→ Entries from an annotation dataset
#####

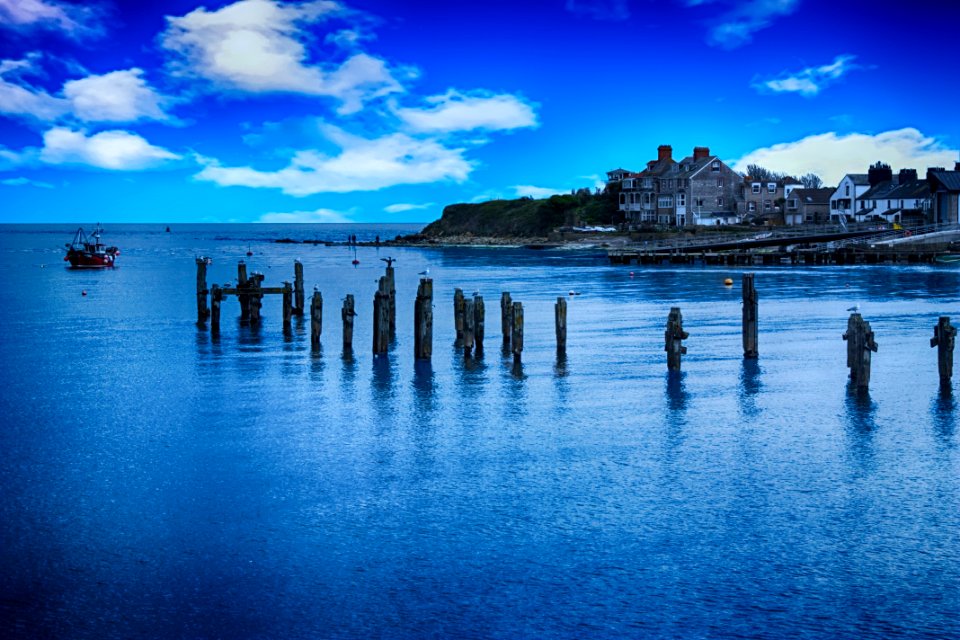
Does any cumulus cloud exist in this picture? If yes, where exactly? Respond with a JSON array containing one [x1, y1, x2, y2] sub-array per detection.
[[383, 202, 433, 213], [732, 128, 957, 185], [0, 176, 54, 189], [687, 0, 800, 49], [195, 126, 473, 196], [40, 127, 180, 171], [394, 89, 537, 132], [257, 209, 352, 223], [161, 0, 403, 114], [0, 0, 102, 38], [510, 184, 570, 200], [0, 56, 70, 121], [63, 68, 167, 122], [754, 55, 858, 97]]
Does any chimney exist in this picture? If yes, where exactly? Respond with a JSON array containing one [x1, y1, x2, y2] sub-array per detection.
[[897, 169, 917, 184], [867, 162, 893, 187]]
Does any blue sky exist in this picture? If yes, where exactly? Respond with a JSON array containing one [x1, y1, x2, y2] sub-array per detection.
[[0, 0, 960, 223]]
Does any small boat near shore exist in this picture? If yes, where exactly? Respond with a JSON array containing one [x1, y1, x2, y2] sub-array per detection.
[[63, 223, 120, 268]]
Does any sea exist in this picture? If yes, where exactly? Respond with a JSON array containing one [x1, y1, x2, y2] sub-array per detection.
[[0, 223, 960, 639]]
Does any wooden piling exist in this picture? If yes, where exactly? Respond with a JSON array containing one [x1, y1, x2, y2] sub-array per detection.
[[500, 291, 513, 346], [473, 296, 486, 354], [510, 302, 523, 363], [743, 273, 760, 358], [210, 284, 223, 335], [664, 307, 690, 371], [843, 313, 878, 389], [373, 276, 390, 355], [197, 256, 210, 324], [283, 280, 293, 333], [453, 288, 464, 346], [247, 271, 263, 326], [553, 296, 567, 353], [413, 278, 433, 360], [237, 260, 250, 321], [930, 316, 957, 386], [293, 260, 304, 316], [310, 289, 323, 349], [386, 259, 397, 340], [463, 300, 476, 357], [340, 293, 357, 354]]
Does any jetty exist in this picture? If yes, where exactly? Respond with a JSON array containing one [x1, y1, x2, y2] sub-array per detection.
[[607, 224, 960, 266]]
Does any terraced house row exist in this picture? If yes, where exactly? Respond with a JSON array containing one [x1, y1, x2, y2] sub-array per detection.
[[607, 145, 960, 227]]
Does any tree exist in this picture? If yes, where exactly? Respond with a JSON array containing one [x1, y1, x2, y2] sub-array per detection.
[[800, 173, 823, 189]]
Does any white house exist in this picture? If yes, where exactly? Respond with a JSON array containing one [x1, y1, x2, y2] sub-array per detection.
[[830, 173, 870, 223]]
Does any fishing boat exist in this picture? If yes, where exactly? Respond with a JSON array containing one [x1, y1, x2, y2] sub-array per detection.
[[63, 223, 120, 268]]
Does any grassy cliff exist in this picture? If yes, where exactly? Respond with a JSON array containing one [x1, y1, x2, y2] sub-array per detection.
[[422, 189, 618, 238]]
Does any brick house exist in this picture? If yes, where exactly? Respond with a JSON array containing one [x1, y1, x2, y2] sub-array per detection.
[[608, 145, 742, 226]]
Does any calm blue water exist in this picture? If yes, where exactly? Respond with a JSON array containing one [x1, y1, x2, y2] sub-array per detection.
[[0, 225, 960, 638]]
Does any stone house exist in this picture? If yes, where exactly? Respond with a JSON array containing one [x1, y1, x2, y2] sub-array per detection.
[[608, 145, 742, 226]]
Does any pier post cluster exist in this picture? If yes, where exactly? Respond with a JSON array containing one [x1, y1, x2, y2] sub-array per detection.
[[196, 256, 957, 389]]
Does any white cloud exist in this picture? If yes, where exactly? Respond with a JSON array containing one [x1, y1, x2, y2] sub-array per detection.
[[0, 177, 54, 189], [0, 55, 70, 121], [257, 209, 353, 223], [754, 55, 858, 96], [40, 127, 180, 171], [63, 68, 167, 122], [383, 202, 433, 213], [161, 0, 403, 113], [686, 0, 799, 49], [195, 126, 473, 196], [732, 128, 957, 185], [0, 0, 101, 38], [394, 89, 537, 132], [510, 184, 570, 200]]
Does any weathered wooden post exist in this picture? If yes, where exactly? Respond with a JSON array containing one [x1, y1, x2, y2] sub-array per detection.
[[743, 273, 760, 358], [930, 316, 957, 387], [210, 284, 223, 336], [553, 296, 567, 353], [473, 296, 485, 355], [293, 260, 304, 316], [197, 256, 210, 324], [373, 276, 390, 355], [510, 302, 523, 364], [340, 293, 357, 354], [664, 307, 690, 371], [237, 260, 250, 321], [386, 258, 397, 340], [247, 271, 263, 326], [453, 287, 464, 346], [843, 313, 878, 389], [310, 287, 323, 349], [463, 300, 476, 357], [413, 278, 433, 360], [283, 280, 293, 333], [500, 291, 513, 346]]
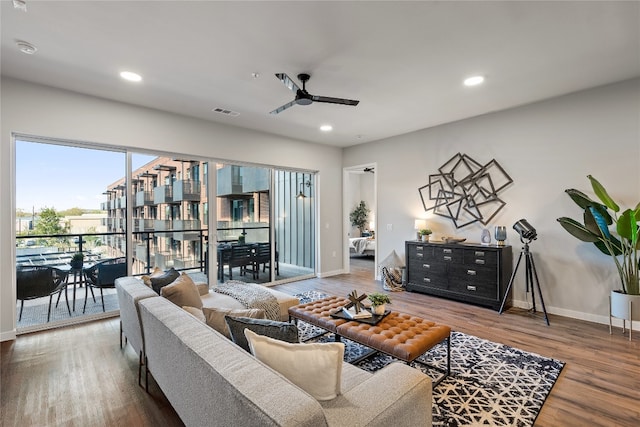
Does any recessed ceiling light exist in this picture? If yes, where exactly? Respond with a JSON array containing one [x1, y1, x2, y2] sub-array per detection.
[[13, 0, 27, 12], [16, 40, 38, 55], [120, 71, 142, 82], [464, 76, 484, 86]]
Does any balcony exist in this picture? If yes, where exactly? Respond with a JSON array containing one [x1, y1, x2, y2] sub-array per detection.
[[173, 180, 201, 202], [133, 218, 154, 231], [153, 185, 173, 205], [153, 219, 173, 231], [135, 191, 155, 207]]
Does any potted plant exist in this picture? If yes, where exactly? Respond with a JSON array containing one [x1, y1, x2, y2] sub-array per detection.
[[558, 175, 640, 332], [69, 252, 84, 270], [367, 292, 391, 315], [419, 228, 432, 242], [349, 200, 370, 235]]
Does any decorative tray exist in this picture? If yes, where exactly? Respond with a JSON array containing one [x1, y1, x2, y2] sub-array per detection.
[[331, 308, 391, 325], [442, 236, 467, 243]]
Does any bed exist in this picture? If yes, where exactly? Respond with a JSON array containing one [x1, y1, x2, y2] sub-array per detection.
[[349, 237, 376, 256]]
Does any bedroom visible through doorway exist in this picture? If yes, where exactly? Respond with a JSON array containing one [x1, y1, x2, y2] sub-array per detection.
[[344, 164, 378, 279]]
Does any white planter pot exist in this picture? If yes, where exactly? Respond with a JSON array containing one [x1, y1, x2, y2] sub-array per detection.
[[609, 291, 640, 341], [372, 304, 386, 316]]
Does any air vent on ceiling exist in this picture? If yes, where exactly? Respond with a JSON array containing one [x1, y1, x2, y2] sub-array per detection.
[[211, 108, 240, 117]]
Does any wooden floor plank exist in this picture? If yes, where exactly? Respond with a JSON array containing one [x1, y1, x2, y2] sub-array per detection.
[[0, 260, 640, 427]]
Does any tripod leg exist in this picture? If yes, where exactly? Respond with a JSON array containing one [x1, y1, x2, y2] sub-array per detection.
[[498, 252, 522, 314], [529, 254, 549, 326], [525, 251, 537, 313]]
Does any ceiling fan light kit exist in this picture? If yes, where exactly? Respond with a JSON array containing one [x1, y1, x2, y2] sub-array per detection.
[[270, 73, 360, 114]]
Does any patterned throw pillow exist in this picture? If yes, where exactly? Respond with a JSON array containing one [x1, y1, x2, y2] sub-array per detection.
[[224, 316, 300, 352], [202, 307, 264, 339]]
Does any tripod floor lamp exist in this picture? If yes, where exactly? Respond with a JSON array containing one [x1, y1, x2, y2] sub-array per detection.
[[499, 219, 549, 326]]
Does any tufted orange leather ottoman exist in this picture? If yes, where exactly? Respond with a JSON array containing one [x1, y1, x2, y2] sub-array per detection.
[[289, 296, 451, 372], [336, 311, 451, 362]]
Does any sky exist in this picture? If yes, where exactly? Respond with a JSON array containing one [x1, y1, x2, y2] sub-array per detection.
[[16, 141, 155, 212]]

#####

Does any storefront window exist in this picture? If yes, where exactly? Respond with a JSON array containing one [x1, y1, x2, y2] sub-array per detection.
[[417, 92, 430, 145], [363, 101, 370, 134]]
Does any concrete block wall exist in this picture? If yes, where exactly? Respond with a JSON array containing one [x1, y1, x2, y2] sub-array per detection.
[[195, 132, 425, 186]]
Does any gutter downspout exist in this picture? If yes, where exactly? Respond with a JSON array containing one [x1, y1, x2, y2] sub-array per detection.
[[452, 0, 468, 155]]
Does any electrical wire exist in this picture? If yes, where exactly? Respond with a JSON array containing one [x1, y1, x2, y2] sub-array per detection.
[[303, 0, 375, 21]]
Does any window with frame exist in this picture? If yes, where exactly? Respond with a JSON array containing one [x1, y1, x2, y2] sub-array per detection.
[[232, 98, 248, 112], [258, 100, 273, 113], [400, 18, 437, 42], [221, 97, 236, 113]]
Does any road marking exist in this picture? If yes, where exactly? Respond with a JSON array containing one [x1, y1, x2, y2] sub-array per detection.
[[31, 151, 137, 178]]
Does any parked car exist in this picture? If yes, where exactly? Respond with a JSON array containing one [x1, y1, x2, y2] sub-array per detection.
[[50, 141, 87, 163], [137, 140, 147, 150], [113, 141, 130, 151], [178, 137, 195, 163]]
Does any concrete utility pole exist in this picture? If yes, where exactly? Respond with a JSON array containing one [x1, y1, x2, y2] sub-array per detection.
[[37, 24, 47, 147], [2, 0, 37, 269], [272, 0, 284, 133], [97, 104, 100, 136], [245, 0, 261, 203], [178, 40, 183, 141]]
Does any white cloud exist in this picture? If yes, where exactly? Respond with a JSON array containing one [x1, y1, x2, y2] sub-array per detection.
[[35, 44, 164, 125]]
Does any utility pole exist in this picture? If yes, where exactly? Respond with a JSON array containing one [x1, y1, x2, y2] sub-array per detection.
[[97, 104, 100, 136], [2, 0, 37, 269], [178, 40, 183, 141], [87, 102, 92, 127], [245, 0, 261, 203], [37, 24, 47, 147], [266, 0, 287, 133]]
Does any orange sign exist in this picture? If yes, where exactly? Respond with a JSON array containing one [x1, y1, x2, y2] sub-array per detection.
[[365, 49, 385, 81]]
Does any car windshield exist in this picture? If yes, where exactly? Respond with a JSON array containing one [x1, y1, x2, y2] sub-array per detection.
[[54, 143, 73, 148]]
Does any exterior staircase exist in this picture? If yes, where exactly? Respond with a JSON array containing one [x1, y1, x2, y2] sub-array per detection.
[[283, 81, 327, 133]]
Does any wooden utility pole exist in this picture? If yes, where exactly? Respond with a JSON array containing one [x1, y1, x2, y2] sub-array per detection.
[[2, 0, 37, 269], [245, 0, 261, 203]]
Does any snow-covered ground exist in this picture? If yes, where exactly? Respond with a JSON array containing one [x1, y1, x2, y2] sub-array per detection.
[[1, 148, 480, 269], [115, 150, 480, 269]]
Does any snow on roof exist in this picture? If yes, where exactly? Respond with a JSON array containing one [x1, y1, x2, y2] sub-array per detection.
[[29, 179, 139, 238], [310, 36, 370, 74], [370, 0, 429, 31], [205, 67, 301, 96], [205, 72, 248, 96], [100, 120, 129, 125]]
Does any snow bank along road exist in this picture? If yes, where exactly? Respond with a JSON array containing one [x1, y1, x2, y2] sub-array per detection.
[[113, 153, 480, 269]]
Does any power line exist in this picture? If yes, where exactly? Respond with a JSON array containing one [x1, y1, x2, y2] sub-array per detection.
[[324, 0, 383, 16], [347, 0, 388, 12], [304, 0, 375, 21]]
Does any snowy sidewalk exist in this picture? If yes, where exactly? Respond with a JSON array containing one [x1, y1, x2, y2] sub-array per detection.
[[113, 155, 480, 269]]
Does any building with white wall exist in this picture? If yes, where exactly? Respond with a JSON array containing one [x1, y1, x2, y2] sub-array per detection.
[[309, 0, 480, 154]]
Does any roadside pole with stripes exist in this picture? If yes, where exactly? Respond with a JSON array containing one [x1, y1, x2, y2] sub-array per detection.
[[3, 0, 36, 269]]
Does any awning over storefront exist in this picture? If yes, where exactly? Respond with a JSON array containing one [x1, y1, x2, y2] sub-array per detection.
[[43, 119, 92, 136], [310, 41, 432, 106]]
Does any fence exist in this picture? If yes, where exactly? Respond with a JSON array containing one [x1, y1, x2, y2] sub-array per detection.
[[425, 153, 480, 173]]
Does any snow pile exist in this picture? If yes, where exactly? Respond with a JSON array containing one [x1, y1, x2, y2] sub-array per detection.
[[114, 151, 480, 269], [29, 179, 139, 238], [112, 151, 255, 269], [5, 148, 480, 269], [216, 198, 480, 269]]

#####

→ STATED GOAL
Please reproduce the records from the line with "Does any white planter" to the line with "[[0, 260, 640, 427]]", changing "Respond with" to "Answer with" and leaving everything else the same.

→ SOLUTION TO THE EXERCISE
Does any white planter pot exist in this picture? If yes, where exactly? Answer with a JSON array containing one [x1, y1, x2, y2] sub-array per detection.
[[609, 291, 640, 341], [372, 304, 386, 316]]
Does any air vent on ceiling exist in this picture? If yes, where exactly? Answer with a JSON array containing one [x1, y1, x2, y2] sub-array per detection.
[[211, 108, 240, 117]]
Does any wooden floor plank exist in this picture? If yes, where exactly? Answer with a JSON array containing one [x1, y1, x2, y2] sub-array per detection.
[[0, 260, 640, 427]]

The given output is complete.